Dataset entries:
- - - - - - -

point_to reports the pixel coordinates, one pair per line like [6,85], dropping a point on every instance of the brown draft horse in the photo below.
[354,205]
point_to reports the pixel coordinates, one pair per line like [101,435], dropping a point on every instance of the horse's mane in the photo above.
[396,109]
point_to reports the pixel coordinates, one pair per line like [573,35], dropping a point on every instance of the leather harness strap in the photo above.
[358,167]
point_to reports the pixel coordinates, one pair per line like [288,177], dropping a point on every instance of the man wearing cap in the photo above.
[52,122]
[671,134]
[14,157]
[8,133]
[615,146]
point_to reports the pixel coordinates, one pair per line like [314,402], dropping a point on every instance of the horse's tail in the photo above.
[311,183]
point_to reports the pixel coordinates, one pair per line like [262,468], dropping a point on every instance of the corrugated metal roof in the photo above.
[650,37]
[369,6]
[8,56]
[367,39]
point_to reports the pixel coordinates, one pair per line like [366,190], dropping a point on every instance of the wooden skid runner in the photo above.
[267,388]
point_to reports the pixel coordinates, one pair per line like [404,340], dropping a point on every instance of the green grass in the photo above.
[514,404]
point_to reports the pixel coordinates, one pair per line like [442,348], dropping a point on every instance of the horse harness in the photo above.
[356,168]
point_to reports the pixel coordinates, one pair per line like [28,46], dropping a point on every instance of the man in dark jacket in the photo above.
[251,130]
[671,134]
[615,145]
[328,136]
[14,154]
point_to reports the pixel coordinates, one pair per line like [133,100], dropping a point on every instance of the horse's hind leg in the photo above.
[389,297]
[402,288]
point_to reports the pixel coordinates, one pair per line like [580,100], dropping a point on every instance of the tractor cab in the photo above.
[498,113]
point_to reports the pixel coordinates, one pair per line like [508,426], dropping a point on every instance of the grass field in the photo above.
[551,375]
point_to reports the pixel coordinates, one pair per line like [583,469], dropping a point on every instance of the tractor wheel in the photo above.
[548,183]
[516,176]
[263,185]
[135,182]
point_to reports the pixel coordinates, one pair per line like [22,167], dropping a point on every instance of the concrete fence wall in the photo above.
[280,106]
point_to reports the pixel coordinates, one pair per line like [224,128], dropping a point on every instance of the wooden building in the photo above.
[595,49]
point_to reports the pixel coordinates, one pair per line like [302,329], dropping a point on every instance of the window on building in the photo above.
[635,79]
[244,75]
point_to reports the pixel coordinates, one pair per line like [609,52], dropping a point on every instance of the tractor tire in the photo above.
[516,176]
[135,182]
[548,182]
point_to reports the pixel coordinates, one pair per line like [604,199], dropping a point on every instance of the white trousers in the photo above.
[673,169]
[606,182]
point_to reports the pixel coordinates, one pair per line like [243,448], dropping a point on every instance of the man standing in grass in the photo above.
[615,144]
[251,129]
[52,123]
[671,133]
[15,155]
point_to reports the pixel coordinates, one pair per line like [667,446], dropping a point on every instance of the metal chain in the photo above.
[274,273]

- - - - - - -

AIM OF THE TASK ▸ Repeat the data word for word.

ANSWER SECTION ▸
point_to reports the pixel coordinates, one pair per line like [6,85], dropping a point on every instance of the brown draft horse in the photo below.
[354,205]
point_to reports the pixel coordinates, one pair per line like [101,435], dropping a point on every instance of the horse's mane in the photo above.
[396,109]
point_to reports the pixel coordinates, one pair per line like [573,35], dropping a point on every instance of the leather harness strap in the photo above.
[358,167]
point_to reports the pixel coordinates, one pair per line like [288,177], dropping a point on every instance of the man wearing cap in the photo above.
[52,122]
[671,134]
[14,157]
[8,133]
[615,146]
point_to reports the pixel coordinates, one pair per line like [314,402], dropping a point on every instance of the horse's tail in the photo above.
[311,183]
point_to reports the pixel coordinates, one pair per line like [262,468], dropping a point on every instance of the corrugated metal roof in the photo above.
[650,37]
[369,6]
[8,56]
[367,39]
point_to reports the pixel coordinates, one pair per line like [366,190], dropping a point on every instance of the wooden skid runner in the photo above.
[267,388]
point_to reports the pixel coordinates, one pair per line like [404,340], dropping a point on every instance of the green grass in the photo above.
[514,404]
point_to reports the pixel coordinates, one pair per line like [442,348], dropping a point on every instance of the horse harness in the photo above.
[356,168]
point_to reports the pixel coordinates, one pair per line like [28,46], dropping a point on every instance of the man in dark jacket in the photo above.
[251,130]
[671,134]
[615,145]
[328,136]
[14,154]
point_to reports the pixel coordinates, one pair per line like [133,100], dropping a point on every instance of the horse's hind leg in the photo above.
[389,297]
[402,288]
point_to reports the pixel coordinates, one pair per line like [580,100], dropping a point on every instance of the tractor cab in the photo above.
[498,113]
point_to reports the pixel coordinates, one pair per line like [508,426], dropping a point on every instance of the grass field in the photo above.
[551,375]
point_to reports the pixel coordinates, one pair per line like [583,469], dropping a point on every instance of the tractor wheel in the photo above.
[548,183]
[516,176]
[263,185]
[135,182]
point_to reports the pixel coordinates, one pair per line like [22,167], dropping a point on every instance of the concrete fence wall in the photo above.
[280,106]
point_to reports the pixel coordinates, one pair per line like [224,128], dropping a point on every instance of the wooden building in the photo above.
[595,49]
point_to reports the pixel coordinates, one pair per line like [302,329], dropping a point on every instance of the window on building in the photo above.
[635,79]
[244,75]
point_to reports the pixel coordinates, one pair per line like [609,52], dropping a point on every instance of the tractor tire in the photo above.
[516,176]
[135,182]
[548,182]
point_to reports the pixel coordinates, one pair per line like [604,199], dropping a point on every instance of the white trousers in the photo above.
[673,169]
[606,182]
point_to reports the pixel coordinates, one pair per line like [243,448], dropping a point on every instance of the man standing in grass in the photo above.
[615,144]
[251,129]
[52,123]
[671,133]
[15,155]
point_to reports the pixel coordinates, one pair per line like [667,446], dropping a point on every instance of the metal chain in the photo above.
[274,273]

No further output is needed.